Friday, January 18, 2008

friday it is

So my full snow day did not materialize today, but it was a good day none the less. We started late and there were only 6 children and, although the post-nap period sucked, I did get a new hat from one of my kids, which he was very, very excited about. Pictures and lengthy prose about my lost hats to come.

Anyway - how about a list? You know you want it.
Teh Nice, in no particular order:
  • new hat, see above
  • at least half an hour in the card aisle at CVS with Sophie, buying cards for her mama, who does not want gifts for her birthday this year. The child's sense of humor is coming along nicely, thank you.
  • guess who I just had drinks with? The currently most famous blogger near Starr Hill and my very, very dear old friend. Yes, you wish you'd been there. Yes, there was Maker's Mark.
  • roasted chicken. Fuck me. I get chickens from my neighbor, who runs a restaurant and gets his meat from Polyface. The meat was falling off the bone, despite the over cooking and lack of brining. I rinsed it, salted and peppered it, stuck half an onion in it, stuck it in the oven and called it done. Amazing. All local all the time, y'all. Come over for chicken pot pie on Sunday.
  • good news, or, rather, no news, about my lower GI challenged cat. All her blood work came back normal - no thyroid, kidney or liver issues. Whew. Now I get to dose her with anti-diarrheals and home made yogurt.
  • sadly short but delightful phone chat with Hard Girl
  • going to bed with a good but kind of scary book
  • possible coffee with cho-girl tomorrow

Friday, December 21, 2007

withdrawl and ratios

I've got a small bone to pick with Apple. Since I upgraded to the new OS, I can't seem to use my friends' secure wireless networks. Even after they give me the password. It's happened here in Seattle and, looking back, I wonder if that was what was going on in Boston. Anyway, I am stealing my friend's computer while she naps. With the baby and her husband. I am jonesing for my machine - I really, really miss the two-finger scroll. Not an Euphemism. I swear.

I've been IM-ing with Sophie, which is always entertaining, as it gives me a different, distanced sense of her. Not seeing her in front of me somehow lets me see her in a new light - she seems older, funnier. Minus the tweener-speak crap - "u" for "you" and that sort of shit. But really, y'all, the kid's a riot:
Sophie: i wrapped ur present 2day!!!
me: you mean, my pony?!
Sophie: uh yeah... (cough cough)
i needed sooo much wrapping papr to wrap it!!!
me: aw - i think i'll name it.....ummmm.....
paco!
paco the pony
is he cute?
say yes!

——————————

Challenges —
A: Find every line of the entries that contains the word "background" and copy each of those lines.
B: Resume the blog post from the point where it stops.
The blog post and the entries that follow it are unrelated material.

Records —
——————————

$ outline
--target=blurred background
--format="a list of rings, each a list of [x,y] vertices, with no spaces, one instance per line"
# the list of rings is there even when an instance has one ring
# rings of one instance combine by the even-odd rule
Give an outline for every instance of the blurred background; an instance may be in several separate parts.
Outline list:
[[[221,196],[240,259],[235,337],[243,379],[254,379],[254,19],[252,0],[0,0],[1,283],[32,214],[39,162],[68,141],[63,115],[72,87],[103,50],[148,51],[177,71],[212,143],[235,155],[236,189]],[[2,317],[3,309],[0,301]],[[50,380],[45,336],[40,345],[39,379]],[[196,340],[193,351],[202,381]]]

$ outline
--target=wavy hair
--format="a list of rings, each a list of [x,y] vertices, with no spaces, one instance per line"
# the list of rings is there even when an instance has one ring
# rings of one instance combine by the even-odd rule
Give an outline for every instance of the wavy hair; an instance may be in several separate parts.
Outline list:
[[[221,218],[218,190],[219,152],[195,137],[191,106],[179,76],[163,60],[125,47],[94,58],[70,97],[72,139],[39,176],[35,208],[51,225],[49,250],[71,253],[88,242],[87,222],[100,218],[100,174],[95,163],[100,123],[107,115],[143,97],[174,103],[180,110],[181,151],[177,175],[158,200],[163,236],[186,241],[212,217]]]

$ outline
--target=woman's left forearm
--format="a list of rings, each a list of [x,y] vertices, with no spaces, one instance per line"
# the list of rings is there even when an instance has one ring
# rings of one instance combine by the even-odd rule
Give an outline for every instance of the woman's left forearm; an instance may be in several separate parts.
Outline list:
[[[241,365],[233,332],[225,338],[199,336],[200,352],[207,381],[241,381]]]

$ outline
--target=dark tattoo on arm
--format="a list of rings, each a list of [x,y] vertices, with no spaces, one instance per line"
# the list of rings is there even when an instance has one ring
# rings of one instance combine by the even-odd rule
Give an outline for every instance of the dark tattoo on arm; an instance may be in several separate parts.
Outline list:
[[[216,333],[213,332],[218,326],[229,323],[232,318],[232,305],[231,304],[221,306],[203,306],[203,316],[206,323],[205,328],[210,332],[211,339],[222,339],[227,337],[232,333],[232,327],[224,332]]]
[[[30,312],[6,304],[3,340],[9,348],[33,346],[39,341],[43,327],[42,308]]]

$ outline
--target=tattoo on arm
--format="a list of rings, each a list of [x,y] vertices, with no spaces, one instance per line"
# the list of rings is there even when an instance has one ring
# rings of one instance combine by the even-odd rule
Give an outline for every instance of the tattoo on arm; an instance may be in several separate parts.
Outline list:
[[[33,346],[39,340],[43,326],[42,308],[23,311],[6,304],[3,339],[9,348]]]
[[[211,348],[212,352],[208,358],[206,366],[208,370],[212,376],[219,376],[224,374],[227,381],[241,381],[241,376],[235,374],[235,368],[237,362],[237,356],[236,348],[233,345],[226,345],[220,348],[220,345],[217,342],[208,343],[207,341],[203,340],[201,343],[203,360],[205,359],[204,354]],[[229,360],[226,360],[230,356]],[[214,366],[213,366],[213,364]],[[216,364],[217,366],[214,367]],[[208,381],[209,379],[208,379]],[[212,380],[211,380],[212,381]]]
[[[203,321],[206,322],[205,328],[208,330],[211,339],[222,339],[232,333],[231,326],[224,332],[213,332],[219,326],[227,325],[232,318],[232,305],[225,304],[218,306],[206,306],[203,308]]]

——————————

Results —
A:
--target=blurred background
Give an outline for every instance of the blurred background; an instance may be in several separate parts.

B:
Sophie: hahaha
yeah totally....
me: thank god - i would give him back if he weren't cute
Sophie: paco the pony... real smart...
I'm always telling her I want a pony when she asks me what I want for my birthday or Christmas. I miss her a bunch. We always do run-of-the-mill holiday things once school ends, like walk downtown to look at the gingerbread houses and bake cookies and go to movies and lay around and read. But I'm not there. Oh, well - after I get home I'll get my fix.

In other, new baby news, things are good - we took Small Fruit Baby to the doctor today and she's gained 8 ounces since birth on Monday. Kid's a rock star. The birth was crazy intense, but things are as smooth as they can be now. Her daddy needs to write down her birthstory, because, god damn, the man can write. Other than the doctor outing, we're doing a lot of nothing - laying around eating, cooking and tidying (2 of my faves!), passing the baby, trying to convince her that day is day and night is night. I am more and more convinced that a ratio of 3:1 is perfect for newborns.

Oh! And? I drove! In a strange city! And did not get lost or scared!

Wednesday, December 12, 2007

brava

So I was late to Sophie's orchestra concert. Luckily, the 5th graders played first and then a bunch of them left, with their families in tow, so I scooted down the aisle and sat down with Sophie's mama and stepdad and big (as in my age big) brother. Her dad and stepmom were there, too. The kid's got a village, man. It's particularly entertaining when we all show up for back-to-school night. Anyway.

Did I mention she's first chair violin? Hmmmm, why, yes, I did! Did you know that means she was the concertmaster? Do you know what the concertmaster does? She walks in after the rest of the orchestra is seated and they all stamp their feet (and we, the ever-adoring audience, clap) and she bows, to us, the ever-adoring audience, and then turns and plays her A string (I could be making this part up, as I have no idea what the hell goes on with a violin) and then the rest of the orchestra plays their A string, or whatever, and then she sits down and the concert starts. At least, that's what a concertmaster does at her school. The bow was quick and to the point, but, oh the poise once she turned around to give that first note to the orchestra. Amazing. And she was lovely. So, so beautiful with her hair pulled back just at the top and her skirt "with a chain," as she puts it and tiny black flats. Cute, yes, because she still little enough that doing something as adult as playing in an orchestra is cute, but also beautiful, like young girls are as you see them come into themselves.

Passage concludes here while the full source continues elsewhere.